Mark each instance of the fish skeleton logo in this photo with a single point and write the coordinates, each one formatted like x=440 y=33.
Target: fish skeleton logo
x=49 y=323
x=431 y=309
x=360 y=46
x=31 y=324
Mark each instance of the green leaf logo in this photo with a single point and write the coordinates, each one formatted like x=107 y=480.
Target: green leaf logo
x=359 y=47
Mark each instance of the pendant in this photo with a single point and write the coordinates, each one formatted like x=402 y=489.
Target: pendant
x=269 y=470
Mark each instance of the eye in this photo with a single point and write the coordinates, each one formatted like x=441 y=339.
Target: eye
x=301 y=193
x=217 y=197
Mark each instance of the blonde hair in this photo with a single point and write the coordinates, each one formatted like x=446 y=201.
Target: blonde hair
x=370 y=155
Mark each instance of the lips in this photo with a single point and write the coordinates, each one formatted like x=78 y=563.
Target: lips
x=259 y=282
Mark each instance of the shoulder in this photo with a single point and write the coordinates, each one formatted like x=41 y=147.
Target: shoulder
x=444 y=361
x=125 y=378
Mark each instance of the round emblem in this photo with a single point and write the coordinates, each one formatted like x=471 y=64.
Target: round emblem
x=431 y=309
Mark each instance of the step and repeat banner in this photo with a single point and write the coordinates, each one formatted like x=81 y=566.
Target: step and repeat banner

= = = = =

** PROBLEM REQUIREMENTS **
Rescale the material above by copying every line, requests included, with each answer coordinate multiplied by 1.2 and rounded to the nearest whole number, halves rounding up. Leave the numbers in the requests and their format samples unchanged.

** REPLY **
Mark each instance of the fish skeleton logo in this photo with a single point and write the coordinates, each one formatted like x=440 y=33.
Target: fish skeleton logo
x=59 y=388
x=517 y=371
x=432 y=55
x=37 y=389
Mark each instance of the green leaf logo in this photo with a single point and write the coordinates, each one formatted like x=107 y=480.
Target: green leaf logo
x=431 y=56
Mark each instance of the pendant in this photo with a single point and write the coordinates, each one formatted like x=402 y=489.
Target: pendant
x=323 y=564
Mark each instance of the eye in this photo with a single point and write the coordinates, each one formatted like x=441 y=339.
Target: eye
x=361 y=232
x=260 y=236
Mark each instance of the blonde hair in this photo with a single point and write the coordinates, each one formatted like x=446 y=201.
Target: blonde hair
x=444 y=186
Mark each instance of the lips in this photo with a single point and write the coordinates, each one formatted like x=78 y=563.
Target: lips
x=311 y=338
Mark each instance of the shoulder in this photo with a single point and write the coordinates, each one formatted like x=41 y=147.
Target: shoulder
x=533 y=433
x=150 y=454
Mark each instance of the round emblem in this photo with a single point and write the coordinates, each one formatted like x=471 y=64.
Target: round emblem
x=517 y=371
Mark each instance of the step and repeat banner in this photo with a single point and write the coordinates, each one formatted like x=81 y=566.
Target: step and repeat banner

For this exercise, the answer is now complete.